__Excerpted text__.
The turkeys at Troll Bridge Farm are pasture-raised, and Lisa Skillman, who runs the farm with her husband and four of their six children, said she works hard to keep the birds as natural as possible. Their beaks aren’t cut and their toes aren’t clipped, practices often used on farms owned by large corporations.
Ms. Skillman was raised on a dairy farm that was on the land where Troll Bridge now sits. When her parents sold the business more than 25 years ago, they kept the land. Ms. Skillman decided to begin farming again in 2007, starting with raising goats. She added turkeys, chickens and pigs in 2018.
“It’s just what I wanted to do,” she said, adding that she loved working with animals and being outdoors. “It’s just in my blood.”
Ms. Skillman said her original plan had been to raise animals for her family to eat, and that she struggled to even find customers to buy the poultry and pork.
That changed in 2020, when many people had trouble finding the meat they were used to in grocery stores during the height of the coronavirus pandemic. Since then, demand for pasture-raised animals has soared.
This year, Ms. Skillman’s farm sold out of its turkeys — 41 in all — earlier than ever, on Nov. 3. She said the majority of the farms in her area have more customers than they can handle, and some farmers have even asked her if she has extra turkeys to sell.
“The popularity of a farm-fresh turkey has definitely grown a lot in the last four years,” she said. Most of her customers live locally, in the suburbs of East Buffalo or the Rochester area, and they pick up the birds in person.

__Work to complete__. Edit the part of the turkey farm article between "Ms. Skillman said" and "animals has soared.", inclusive, swapping "grocery stores" for "supermarkets", and write out that part in full. The records after this point are separate material, unrelated to the turkey farm article.

[Point localization data]
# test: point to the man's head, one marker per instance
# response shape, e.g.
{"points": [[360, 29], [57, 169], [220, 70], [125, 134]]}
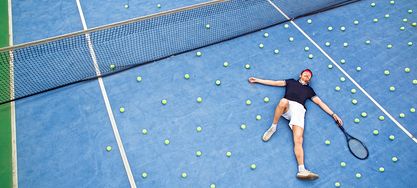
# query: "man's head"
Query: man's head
{"points": [[306, 75]]}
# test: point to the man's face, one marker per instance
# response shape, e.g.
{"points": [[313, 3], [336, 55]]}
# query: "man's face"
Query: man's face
{"points": [[305, 76]]}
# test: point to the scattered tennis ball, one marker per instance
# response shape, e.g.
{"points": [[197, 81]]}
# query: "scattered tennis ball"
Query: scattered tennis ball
{"points": [[356, 120], [391, 137], [218, 82], [258, 117], [381, 169], [138, 78], [144, 131], [382, 118], [276, 51]]}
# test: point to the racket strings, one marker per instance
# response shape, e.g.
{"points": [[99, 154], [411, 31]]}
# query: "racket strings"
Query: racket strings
{"points": [[358, 149]]}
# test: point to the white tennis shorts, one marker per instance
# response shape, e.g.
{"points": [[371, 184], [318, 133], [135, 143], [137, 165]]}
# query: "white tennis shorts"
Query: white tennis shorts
{"points": [[295, 114]]}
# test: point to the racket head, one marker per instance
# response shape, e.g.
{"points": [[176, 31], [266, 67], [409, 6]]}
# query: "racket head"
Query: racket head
{"points": [[357, 148]]}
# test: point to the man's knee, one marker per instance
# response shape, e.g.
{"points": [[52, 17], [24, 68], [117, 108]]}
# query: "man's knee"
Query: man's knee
{"points": [[283, 103]]}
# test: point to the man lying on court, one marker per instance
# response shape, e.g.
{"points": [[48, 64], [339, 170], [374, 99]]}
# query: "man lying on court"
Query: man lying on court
{"points": [[292, 108]]}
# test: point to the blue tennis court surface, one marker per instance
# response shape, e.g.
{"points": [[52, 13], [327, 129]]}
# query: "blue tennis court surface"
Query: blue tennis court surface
{"points": [[62, 134]]}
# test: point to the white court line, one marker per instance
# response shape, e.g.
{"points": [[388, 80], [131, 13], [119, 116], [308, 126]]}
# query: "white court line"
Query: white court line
{"points": [[346, 74], [106, 101], [12, 104]]}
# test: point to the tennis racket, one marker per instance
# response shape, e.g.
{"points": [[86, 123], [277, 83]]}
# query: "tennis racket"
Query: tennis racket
{"points": [[356, 147]]}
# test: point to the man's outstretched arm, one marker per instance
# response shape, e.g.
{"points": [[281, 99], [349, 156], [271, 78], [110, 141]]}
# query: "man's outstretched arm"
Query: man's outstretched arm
{"points": [[267, 82], [323, 106]]}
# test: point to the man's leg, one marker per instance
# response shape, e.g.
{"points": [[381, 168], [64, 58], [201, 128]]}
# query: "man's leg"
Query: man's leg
{"points": [[299, 154], [281, 108], [298, 144]]}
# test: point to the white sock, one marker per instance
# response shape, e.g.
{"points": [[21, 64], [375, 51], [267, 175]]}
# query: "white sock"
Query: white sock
{"points": [[301, 168]]}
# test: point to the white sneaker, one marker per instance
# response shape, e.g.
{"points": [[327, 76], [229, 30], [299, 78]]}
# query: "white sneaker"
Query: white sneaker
{"points": [[269, 133], [307, 175]]}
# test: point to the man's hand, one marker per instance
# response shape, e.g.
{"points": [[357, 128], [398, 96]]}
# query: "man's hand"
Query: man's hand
{"points": [[252, 80], [338, 120]]}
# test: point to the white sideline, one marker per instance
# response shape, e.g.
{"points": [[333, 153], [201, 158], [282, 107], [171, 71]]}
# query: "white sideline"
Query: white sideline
{"points": [[346, 74], [106, 101]]}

__Your solution__.
Ms. Skillman said her original plan had been to raise animals for her family to eat, and that she struggled to even find customers to buy the poultry and pork.
That changed in 2020, when many people had trouble finding the meat they were used to in supermarkets during the height of the coronavirus pandemic. Since then, demand for pasture-raised animals has soared.